# Excerpted records start

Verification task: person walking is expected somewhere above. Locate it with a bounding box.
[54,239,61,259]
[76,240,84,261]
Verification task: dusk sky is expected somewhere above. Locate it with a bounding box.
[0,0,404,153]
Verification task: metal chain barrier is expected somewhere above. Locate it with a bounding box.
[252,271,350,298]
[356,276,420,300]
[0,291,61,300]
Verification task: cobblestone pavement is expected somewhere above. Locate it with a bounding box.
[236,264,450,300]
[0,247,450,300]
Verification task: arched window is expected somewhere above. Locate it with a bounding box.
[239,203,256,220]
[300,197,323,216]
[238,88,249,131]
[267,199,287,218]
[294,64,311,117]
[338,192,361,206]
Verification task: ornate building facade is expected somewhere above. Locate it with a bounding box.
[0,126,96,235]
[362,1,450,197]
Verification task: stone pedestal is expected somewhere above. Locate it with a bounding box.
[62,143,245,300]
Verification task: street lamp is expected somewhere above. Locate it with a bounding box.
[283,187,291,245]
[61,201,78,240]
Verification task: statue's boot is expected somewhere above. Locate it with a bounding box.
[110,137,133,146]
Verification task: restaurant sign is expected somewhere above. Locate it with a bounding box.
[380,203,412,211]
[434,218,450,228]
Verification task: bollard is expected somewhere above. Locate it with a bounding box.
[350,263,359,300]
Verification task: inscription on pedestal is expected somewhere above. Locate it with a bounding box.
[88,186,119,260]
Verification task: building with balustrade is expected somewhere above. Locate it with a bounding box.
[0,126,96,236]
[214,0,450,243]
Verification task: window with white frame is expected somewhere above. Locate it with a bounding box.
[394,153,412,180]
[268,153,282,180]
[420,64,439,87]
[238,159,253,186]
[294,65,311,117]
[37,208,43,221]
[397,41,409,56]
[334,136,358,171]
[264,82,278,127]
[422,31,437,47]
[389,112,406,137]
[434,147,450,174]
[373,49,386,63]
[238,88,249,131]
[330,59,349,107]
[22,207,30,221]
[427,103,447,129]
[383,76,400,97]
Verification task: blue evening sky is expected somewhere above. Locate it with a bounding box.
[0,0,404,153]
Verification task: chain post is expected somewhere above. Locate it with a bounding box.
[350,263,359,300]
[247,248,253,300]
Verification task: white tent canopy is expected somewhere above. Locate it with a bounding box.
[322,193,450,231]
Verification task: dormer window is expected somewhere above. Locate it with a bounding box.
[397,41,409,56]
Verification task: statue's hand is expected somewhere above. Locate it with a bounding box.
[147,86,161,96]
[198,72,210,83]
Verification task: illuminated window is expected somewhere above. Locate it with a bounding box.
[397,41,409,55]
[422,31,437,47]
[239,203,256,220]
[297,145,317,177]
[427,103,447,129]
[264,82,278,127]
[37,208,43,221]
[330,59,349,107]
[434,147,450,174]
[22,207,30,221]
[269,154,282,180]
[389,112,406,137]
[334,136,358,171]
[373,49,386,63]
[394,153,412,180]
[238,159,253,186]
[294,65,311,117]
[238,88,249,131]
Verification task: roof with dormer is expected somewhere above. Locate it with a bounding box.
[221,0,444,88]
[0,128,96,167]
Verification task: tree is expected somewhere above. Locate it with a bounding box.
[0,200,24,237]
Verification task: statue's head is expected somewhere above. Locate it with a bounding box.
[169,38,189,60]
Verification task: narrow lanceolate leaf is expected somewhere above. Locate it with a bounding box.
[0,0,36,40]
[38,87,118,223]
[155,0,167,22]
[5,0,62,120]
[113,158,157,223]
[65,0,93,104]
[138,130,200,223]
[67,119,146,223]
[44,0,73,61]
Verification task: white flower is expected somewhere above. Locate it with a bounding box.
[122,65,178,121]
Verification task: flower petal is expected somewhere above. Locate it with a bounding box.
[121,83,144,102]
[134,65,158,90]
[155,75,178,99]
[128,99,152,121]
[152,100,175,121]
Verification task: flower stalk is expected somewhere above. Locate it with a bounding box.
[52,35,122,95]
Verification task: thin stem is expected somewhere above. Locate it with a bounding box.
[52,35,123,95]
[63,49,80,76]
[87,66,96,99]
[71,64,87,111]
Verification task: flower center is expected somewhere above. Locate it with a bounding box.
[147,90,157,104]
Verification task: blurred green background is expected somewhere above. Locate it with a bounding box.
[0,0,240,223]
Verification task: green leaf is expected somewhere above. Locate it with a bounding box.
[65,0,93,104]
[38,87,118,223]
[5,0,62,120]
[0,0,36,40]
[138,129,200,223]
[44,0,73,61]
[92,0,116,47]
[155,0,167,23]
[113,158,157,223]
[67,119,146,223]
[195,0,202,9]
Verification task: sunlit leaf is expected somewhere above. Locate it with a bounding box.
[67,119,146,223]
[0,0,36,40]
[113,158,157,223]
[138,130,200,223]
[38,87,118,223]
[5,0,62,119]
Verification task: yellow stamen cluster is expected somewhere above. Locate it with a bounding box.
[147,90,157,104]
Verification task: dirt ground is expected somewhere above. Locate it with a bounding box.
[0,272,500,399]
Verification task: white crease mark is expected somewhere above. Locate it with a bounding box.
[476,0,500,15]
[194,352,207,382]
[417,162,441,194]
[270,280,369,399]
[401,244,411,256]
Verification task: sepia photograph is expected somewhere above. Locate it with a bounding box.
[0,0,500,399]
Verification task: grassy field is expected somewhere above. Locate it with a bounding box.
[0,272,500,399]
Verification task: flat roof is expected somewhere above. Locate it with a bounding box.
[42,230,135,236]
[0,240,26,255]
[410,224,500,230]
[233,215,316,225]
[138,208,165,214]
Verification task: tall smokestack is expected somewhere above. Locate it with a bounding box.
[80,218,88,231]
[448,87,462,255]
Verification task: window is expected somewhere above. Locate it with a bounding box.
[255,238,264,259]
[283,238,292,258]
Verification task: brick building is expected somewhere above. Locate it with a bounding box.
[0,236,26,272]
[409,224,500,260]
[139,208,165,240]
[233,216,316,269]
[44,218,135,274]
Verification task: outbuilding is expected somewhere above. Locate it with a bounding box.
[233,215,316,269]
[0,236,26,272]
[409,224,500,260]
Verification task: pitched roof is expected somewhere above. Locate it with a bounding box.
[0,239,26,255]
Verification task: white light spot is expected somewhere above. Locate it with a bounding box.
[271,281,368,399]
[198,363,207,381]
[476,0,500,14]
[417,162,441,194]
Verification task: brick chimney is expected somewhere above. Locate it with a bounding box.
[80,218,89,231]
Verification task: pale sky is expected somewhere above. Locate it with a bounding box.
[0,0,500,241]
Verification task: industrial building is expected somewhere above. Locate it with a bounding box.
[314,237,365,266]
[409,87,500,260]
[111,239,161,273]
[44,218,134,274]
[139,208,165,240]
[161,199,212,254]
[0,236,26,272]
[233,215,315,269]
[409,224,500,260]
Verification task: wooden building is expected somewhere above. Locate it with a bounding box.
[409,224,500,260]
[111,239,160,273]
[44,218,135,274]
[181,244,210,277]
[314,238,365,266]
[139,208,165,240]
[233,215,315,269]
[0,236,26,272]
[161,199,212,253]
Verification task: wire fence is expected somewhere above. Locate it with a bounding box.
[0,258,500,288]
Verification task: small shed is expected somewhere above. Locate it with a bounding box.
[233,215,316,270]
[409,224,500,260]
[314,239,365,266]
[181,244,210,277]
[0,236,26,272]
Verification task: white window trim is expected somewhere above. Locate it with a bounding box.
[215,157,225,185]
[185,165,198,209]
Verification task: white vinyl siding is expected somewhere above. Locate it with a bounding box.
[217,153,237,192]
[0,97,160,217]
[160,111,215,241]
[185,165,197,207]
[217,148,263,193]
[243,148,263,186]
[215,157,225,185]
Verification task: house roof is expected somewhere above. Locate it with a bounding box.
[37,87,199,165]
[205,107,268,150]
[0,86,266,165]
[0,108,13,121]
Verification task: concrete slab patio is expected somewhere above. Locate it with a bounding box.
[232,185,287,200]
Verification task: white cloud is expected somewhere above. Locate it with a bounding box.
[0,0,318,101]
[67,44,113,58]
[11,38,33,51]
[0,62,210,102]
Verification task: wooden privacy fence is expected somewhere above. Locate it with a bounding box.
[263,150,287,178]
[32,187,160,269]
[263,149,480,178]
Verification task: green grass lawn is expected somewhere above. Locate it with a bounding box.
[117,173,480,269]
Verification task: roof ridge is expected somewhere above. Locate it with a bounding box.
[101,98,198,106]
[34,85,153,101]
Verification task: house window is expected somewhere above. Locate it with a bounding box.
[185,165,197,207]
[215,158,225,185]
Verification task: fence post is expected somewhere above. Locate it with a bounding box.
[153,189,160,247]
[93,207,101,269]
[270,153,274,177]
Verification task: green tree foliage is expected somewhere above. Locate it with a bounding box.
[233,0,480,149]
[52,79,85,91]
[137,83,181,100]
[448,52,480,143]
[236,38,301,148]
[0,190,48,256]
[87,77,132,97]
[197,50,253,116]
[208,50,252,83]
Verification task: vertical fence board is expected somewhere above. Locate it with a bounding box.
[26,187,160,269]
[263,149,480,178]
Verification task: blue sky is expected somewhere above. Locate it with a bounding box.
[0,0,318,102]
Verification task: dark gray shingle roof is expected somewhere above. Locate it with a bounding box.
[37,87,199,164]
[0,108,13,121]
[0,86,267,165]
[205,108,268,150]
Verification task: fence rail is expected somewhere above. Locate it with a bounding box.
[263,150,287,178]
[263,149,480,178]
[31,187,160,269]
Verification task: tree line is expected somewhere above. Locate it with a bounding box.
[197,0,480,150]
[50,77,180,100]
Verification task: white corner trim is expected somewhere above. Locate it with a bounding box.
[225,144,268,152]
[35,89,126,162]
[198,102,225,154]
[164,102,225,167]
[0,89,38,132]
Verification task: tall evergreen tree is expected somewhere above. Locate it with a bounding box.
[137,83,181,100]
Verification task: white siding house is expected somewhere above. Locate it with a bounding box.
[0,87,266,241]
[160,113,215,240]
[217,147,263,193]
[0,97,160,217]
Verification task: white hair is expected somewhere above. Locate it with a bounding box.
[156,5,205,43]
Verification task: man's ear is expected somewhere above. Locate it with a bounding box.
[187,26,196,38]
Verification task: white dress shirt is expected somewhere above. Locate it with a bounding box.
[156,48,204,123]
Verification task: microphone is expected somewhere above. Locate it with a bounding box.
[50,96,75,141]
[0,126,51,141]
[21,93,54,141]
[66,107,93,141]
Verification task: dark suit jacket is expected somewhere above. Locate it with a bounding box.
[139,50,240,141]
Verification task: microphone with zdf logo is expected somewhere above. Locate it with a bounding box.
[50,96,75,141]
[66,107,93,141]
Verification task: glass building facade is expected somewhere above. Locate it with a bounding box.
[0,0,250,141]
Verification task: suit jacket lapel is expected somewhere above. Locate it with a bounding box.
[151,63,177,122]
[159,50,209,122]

# Excerpted records end

§ **Stated exercise**:
Copy the records above word for word, beginning at their first line and stopping after the line that contains "[0,291,61,300]".

§ **The reply**:
Verification task: person walking is expected somewhere above. Locate it with a bounding box.
[54,239,61,259]
[76,240,84,261]
Verification task: dusk sky is expected somewhere above. Locate it with a bounding box.
[0,0,404,153]
Verification task: metal chain barrier is expected somewhere above. Locate it with a bounding box.
[252,271,350,298]
[356,276,420,300]
[0,291,61,300]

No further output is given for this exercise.